┏━━

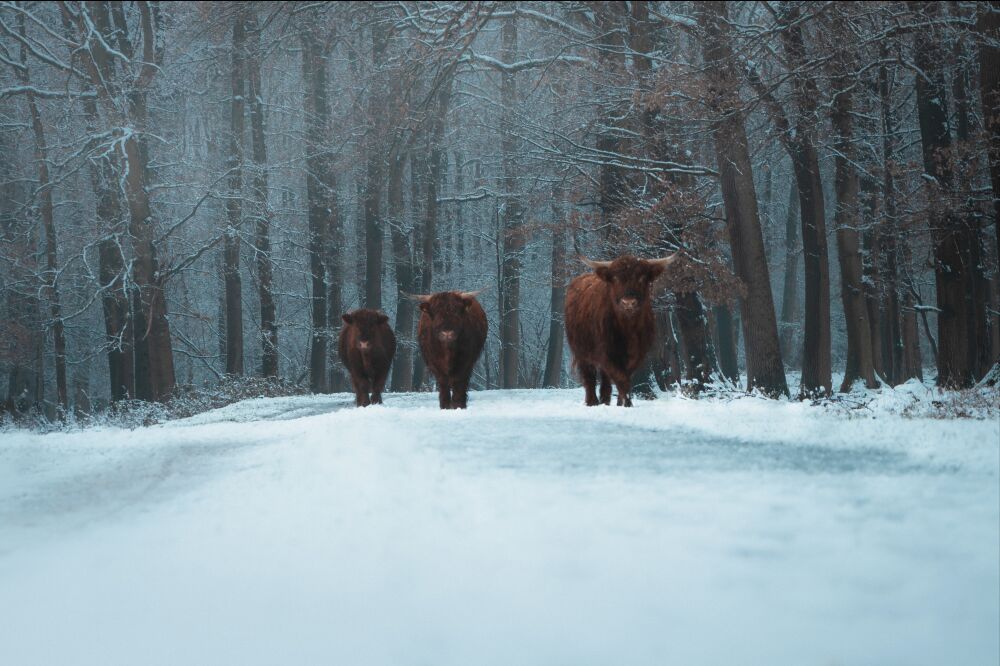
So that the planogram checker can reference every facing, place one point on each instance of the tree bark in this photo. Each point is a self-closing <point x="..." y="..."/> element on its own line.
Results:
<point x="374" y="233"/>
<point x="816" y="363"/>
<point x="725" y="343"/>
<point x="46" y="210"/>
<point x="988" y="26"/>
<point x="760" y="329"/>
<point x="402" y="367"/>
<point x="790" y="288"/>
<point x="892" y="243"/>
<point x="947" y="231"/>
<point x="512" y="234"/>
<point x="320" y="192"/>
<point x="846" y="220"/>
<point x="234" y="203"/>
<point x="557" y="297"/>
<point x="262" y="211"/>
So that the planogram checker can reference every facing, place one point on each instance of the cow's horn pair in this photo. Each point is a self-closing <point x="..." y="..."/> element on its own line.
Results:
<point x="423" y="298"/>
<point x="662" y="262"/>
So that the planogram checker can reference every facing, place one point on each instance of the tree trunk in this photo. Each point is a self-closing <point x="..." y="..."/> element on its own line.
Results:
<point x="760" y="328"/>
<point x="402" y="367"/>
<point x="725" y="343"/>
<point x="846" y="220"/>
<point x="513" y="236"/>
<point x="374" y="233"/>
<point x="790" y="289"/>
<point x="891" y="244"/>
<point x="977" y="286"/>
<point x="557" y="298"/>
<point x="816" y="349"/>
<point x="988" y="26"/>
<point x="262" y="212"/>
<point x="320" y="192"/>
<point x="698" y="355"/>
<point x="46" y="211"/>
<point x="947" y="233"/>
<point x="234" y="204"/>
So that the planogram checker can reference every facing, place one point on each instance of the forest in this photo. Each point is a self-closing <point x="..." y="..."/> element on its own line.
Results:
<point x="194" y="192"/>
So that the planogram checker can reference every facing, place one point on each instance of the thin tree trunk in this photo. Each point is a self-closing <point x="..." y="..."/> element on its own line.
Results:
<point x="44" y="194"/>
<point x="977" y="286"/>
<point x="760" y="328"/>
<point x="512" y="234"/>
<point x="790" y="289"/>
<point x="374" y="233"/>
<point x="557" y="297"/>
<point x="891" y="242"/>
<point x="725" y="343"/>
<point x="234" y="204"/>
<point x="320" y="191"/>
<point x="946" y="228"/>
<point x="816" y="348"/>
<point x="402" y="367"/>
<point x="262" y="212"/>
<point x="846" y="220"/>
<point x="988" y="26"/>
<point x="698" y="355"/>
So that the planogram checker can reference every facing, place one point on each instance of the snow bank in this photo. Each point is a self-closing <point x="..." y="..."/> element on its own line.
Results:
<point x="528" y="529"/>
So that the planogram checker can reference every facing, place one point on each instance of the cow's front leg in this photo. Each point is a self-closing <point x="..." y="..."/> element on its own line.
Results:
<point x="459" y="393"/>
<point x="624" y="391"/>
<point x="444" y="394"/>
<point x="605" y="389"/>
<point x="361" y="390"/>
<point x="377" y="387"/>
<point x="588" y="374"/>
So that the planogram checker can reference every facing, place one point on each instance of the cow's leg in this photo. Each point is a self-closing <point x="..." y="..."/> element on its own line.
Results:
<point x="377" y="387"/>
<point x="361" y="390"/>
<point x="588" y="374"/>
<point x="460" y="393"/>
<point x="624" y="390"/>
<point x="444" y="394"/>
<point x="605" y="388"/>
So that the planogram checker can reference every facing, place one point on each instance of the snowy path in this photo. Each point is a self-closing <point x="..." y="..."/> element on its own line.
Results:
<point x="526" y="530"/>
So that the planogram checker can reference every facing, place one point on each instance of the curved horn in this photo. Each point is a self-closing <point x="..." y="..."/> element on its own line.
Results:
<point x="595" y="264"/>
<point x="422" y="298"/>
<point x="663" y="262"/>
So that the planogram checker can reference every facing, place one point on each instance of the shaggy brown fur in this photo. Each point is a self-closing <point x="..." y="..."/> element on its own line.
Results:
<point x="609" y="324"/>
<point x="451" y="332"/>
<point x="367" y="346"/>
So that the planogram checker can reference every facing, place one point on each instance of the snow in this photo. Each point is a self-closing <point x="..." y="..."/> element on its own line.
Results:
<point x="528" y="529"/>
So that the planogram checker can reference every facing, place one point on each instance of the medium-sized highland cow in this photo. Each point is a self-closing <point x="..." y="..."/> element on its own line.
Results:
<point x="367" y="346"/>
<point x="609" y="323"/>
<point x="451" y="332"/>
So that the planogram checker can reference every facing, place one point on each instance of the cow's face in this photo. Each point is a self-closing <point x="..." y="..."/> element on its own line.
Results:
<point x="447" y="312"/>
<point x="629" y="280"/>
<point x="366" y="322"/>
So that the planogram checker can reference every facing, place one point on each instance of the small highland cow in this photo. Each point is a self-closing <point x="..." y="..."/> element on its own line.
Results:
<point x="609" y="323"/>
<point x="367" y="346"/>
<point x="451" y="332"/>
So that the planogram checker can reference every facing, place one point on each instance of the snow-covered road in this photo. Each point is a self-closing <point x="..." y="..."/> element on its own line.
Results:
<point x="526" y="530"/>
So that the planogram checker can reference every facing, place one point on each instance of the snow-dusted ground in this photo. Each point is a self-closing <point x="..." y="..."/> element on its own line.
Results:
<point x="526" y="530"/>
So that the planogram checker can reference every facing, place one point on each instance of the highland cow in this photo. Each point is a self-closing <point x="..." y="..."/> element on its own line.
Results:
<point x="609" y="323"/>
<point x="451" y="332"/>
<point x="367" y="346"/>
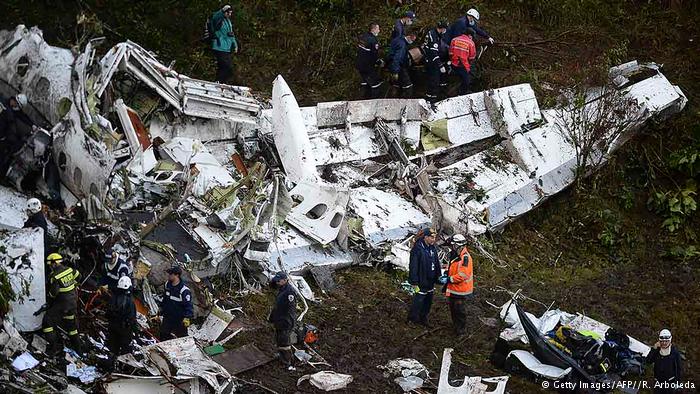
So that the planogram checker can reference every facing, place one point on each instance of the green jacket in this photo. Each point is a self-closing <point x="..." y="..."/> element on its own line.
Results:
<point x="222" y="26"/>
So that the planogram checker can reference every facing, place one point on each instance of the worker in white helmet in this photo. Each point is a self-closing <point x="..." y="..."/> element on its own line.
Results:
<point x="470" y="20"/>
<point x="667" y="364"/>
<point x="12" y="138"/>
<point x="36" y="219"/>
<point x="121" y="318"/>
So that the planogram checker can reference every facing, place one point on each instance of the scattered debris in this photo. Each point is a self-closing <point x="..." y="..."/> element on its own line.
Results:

┗━━

* **STATED TASK**:
Reproduce every line of the records from the one containing "of the highland" through the end, shifting each x and y point coordinate by adding 129 and leaving all other text unchanged. Omit the picture.

* **WORKED ANSWER**:
So that the planogram checker can reference every facing, place one point on each instance of the highland cow in this photo. Each point is a self-closing <point x="..." y="..."/> element on its own line.
Results:
<point x="738" y="452"/>
<point x="580" y="461"/>
<point x="496" y="475"/>
So that the planogram checker can reference every facing, place one point on each instance of the green jacket in this photo. Each point is a self-closing <point x="..." y="..."/> element on its own line.
Results:
<point x="351" y="155"/>
So that the planogram checker can reference every facing, place one point on each instance of the worker in white helmet in this photo. Each point is a self-closing <point x="..." y="..."/> element on its own line.
Results:
<point x="599" y="149"/>
<point x="796" y="493"/>
<point x="141" y="267"/>
<point x="165" y="348"/>
<point x="250" y="447"/>
So that the planogram checker can reference every facing, place one point on each instance of the scattered debris in this photo. Each point is a self-closing <point x="..." y="..."/> element on its own line.
Results:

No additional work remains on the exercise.